## STATED PROBLEM:
Answer these questions from the forum thread on boosting:
(a) How does Lucene automatically boost keywords?
(b) Which version of Search adds support for dynamic boosting?
(c) How many posts does swapna_here have?

## SUPPLIED PASSAGE:
## start

So you need to define a boost per term? that's generally very hard to manage, are you sure that's what you want? what's your use case?
If you look at the Similarity formulas and Idf you'll see that most of the time you shouldn't bother with this details, as Lucene will automatically boost keywords as the inverse of their frequency: so if you have a big data set the "new" word is likely to be more often used and it will give a lesser contribution than the "York" term when calculating relevance.

In Search 3.2 (trunk, not yet released) there's support for dynamic boosting: you can define a different boost for each entity instance; to better document that it would be nice to know how you plan to use that. (I'm using it already, but that's a secret for now ;-)

swapna_here · **Joined:** Tue Aug 04, 2009 6:46 am **Posts:** 17

s.grinovero wrote:

So you need to define a boost per term? that's generally very hard to manage, are you sure that's what you want? what's your use case?
If you look at the Similarity formulas and Idf you'll see that most of the time you shouldn't bother with this details, as Lucene will automatically boost keywords as the inverse of their frequency: so if you have a big data set the "new" word is likely to be more often used and it will give a lesser contribution than the "York" term when calculating relevance.

In Search 3.2 (trunk, not yet released) there's support for dynamic boosting: you can define a different boost for each entity instance; to better document that it would be nice to know how you plan to use that. (I'm using it already, but that's a secret for now ;-)

## end

[Saved entries]
## start

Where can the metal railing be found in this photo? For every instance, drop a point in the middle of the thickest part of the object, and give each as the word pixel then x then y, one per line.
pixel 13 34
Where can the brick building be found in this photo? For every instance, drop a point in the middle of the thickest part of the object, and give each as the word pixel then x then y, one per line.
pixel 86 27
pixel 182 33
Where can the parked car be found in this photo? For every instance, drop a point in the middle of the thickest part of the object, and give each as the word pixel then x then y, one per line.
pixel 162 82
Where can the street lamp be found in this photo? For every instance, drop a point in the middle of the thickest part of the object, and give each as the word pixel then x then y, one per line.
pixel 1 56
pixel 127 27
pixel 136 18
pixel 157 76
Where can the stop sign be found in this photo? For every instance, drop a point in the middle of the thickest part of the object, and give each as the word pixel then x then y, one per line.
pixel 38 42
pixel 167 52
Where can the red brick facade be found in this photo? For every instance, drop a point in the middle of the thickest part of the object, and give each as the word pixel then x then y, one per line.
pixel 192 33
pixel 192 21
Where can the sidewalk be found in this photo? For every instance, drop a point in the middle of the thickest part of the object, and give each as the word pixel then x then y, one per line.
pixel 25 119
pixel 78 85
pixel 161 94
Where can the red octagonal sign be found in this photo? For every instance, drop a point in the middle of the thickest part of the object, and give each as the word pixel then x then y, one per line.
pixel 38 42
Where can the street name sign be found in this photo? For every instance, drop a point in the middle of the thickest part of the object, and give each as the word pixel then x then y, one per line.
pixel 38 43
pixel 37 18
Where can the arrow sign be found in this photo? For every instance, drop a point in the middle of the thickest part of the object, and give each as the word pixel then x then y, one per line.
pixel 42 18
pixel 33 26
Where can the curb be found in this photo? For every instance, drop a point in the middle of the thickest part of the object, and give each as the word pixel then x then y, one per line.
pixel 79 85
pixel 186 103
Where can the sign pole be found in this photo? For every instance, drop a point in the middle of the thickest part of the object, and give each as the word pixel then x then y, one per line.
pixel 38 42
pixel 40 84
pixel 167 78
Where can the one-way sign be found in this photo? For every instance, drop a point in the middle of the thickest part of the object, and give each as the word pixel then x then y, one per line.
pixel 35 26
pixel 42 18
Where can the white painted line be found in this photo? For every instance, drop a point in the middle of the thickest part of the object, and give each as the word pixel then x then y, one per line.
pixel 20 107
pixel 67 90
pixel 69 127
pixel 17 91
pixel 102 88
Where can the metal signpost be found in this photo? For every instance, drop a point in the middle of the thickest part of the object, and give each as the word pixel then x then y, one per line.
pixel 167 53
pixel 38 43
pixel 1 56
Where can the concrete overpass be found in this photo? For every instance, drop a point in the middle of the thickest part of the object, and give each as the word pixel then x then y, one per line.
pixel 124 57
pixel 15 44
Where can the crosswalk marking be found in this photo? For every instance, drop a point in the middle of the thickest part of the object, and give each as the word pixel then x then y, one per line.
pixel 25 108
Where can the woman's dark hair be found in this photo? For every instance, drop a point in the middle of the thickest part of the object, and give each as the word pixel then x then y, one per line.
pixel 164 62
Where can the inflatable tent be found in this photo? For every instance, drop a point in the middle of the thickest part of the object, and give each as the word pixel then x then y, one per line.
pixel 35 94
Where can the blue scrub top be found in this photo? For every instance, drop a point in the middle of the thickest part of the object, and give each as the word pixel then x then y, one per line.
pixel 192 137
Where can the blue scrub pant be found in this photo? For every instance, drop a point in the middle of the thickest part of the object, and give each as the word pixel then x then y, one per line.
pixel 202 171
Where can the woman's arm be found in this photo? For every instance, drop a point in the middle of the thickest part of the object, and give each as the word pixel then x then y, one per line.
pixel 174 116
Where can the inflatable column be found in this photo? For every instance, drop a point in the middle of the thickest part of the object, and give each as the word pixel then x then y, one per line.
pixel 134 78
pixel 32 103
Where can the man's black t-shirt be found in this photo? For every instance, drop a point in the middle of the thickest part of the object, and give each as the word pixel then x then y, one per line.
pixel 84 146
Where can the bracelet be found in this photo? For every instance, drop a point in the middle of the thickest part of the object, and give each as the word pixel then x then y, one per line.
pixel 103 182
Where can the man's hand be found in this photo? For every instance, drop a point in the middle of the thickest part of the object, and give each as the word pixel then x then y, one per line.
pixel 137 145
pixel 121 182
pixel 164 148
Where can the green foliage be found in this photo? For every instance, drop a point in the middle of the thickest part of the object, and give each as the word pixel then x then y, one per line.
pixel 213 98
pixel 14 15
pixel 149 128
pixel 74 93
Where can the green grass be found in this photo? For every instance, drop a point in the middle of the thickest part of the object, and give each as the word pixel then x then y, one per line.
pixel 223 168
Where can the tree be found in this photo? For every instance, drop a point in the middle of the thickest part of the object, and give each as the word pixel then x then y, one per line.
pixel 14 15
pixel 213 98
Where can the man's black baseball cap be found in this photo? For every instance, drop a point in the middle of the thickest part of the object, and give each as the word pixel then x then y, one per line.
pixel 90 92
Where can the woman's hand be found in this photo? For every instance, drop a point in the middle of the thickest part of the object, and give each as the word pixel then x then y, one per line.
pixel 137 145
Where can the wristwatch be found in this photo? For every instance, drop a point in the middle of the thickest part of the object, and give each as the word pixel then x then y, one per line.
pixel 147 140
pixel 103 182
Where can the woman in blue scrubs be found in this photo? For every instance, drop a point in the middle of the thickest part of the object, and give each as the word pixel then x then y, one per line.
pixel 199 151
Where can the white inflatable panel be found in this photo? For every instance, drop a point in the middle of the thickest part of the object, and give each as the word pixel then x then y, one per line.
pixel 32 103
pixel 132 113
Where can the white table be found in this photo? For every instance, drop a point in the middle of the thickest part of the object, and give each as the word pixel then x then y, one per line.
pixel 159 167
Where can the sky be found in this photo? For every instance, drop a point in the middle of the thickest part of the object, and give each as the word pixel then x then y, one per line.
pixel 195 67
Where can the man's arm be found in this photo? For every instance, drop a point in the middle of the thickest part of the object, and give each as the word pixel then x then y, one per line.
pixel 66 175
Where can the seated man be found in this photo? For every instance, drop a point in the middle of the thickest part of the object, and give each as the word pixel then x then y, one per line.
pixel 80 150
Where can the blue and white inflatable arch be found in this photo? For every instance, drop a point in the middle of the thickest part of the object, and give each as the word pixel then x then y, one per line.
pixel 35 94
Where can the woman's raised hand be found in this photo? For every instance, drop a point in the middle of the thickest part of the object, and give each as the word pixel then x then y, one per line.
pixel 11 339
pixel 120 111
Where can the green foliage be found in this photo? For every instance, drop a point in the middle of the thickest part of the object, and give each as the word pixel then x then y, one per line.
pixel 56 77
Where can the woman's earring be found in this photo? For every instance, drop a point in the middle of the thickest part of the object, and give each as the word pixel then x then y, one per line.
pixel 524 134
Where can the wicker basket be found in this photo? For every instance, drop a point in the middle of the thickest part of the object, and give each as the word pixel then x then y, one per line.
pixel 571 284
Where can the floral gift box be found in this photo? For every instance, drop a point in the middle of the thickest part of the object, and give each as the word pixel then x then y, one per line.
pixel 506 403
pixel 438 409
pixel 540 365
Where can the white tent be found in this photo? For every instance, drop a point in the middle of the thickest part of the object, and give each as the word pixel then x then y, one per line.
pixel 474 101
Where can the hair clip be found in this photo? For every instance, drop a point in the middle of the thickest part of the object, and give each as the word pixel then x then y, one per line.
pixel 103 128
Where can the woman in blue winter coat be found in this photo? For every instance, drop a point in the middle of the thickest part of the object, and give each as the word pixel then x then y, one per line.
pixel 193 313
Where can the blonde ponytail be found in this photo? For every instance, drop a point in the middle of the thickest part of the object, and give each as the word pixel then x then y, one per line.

## end

## SOLUTION TO THE EXERCISE:
(a) It boosts them as the inverse of their frequency.
(b) Search 3.2, which is in trunk and not yet released.
(c) 17.